Requirement - The answer is a stretch of the material below, returned exactly: the line containing "[point] dark curly", the line containing "[point] woman's bare", and all lines between.

Records supplied -
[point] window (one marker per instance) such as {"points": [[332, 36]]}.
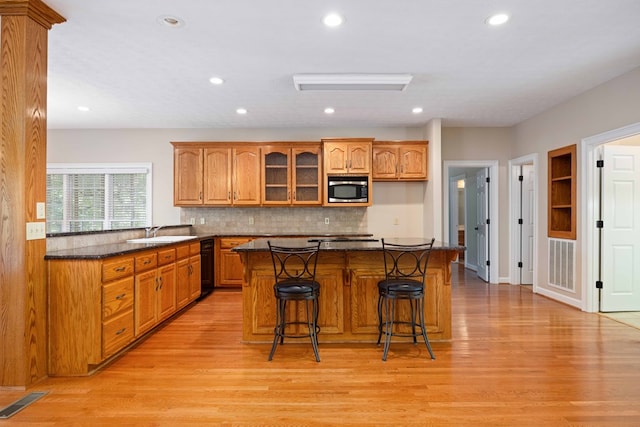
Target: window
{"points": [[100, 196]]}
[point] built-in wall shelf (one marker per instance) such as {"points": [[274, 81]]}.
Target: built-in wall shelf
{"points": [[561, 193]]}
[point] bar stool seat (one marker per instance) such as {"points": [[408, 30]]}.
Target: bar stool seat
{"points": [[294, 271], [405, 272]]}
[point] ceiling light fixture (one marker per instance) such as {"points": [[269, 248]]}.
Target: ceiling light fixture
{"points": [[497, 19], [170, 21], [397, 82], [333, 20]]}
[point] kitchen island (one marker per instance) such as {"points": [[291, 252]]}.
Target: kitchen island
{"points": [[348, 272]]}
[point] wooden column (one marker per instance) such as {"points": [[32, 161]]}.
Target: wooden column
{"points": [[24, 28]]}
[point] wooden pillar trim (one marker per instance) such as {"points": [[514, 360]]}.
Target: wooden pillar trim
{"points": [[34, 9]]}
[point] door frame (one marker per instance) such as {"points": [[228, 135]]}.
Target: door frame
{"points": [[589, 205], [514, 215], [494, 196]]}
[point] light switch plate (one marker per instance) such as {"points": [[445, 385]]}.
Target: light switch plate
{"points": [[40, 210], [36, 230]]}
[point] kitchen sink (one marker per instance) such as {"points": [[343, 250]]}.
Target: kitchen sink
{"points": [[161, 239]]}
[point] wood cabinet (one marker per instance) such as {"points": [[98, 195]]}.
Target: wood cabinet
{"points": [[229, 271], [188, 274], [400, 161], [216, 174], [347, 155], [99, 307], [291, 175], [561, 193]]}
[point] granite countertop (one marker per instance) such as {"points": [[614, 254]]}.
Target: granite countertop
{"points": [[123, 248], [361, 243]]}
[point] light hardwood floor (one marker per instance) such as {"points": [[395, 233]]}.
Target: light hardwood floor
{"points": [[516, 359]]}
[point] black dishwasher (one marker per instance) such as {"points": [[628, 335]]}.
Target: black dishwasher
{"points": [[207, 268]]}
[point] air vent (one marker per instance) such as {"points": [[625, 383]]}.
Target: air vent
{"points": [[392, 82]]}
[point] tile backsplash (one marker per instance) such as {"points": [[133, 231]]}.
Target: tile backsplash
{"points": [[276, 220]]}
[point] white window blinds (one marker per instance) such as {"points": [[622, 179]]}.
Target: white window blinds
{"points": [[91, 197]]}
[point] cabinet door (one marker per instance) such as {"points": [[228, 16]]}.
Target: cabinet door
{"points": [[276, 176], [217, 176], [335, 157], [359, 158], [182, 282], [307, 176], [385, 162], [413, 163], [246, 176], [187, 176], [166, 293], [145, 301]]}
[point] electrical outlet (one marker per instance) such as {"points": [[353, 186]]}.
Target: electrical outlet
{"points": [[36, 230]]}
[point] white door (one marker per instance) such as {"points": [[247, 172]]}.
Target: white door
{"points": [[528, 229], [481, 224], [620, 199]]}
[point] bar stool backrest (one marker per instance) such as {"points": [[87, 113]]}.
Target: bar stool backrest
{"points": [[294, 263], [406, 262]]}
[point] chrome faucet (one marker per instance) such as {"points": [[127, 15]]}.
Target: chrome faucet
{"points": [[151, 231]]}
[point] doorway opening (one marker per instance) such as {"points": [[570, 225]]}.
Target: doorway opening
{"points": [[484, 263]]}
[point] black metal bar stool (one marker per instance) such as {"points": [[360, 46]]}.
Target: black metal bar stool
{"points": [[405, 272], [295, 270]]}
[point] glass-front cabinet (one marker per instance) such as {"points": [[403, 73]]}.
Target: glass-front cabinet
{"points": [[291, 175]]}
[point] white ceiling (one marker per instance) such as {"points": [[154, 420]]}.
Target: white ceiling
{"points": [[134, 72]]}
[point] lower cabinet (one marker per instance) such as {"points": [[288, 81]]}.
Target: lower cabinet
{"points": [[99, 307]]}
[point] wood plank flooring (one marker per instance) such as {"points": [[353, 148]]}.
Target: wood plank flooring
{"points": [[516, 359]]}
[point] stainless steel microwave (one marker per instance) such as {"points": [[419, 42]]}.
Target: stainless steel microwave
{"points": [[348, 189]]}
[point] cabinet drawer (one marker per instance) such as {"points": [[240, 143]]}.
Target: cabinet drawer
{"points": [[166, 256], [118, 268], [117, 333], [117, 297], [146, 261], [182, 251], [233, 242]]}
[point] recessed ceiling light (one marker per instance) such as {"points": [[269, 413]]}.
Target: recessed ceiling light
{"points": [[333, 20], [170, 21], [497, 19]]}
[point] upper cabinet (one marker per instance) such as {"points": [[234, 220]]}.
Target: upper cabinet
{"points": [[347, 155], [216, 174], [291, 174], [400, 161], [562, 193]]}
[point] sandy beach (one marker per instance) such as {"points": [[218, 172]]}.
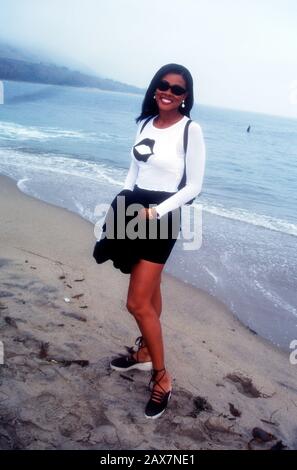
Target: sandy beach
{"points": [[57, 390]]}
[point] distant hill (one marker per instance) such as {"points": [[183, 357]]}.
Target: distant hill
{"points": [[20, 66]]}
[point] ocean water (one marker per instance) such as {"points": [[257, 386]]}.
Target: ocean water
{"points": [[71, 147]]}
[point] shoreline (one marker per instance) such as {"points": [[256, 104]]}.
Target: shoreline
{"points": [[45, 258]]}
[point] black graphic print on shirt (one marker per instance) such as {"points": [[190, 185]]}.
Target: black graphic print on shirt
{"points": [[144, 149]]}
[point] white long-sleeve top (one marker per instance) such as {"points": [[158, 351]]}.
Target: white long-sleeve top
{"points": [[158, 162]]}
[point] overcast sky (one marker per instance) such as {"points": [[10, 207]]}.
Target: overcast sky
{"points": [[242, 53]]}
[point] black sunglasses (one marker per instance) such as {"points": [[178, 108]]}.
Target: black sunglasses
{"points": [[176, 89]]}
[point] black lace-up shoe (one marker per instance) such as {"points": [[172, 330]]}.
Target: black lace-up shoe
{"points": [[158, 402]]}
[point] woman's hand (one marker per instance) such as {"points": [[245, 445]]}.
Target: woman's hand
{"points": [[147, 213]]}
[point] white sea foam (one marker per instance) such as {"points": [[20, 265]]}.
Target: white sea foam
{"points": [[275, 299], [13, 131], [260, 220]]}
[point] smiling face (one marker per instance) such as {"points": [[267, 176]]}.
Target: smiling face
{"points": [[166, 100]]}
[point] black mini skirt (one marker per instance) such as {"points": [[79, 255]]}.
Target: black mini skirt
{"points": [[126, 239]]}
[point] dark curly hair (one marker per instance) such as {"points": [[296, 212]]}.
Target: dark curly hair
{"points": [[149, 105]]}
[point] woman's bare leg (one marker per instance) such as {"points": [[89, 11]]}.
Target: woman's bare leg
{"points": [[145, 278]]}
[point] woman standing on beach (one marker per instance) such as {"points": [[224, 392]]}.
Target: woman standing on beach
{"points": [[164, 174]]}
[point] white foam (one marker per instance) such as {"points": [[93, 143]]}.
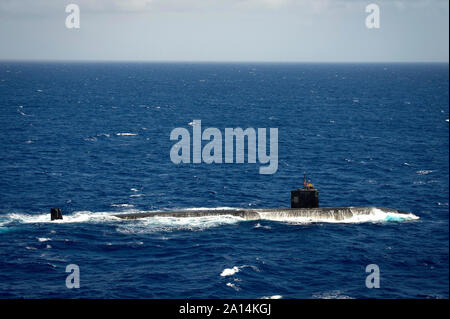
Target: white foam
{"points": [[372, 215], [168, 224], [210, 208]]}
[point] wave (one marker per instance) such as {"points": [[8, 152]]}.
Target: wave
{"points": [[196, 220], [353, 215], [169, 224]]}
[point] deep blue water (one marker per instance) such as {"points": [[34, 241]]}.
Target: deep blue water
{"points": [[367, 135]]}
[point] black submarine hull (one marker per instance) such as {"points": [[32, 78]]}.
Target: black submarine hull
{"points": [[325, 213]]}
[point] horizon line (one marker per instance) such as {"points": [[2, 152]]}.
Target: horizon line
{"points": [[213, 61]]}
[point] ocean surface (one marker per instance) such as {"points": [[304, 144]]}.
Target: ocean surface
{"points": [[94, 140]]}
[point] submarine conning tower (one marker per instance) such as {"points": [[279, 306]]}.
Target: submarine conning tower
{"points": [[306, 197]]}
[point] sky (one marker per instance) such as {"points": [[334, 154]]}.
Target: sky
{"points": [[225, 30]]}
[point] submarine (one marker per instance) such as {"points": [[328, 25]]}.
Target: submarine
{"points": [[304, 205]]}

Exercise solution -
[point] dark curly hair (one marker per instance) such as {"points": [[296, 212]]}.
Target: dark curly hair
{"points": [[149, 105]]}
[point] woman's bare leg (one marker per instance) such as {"points": [[89, 11]]}.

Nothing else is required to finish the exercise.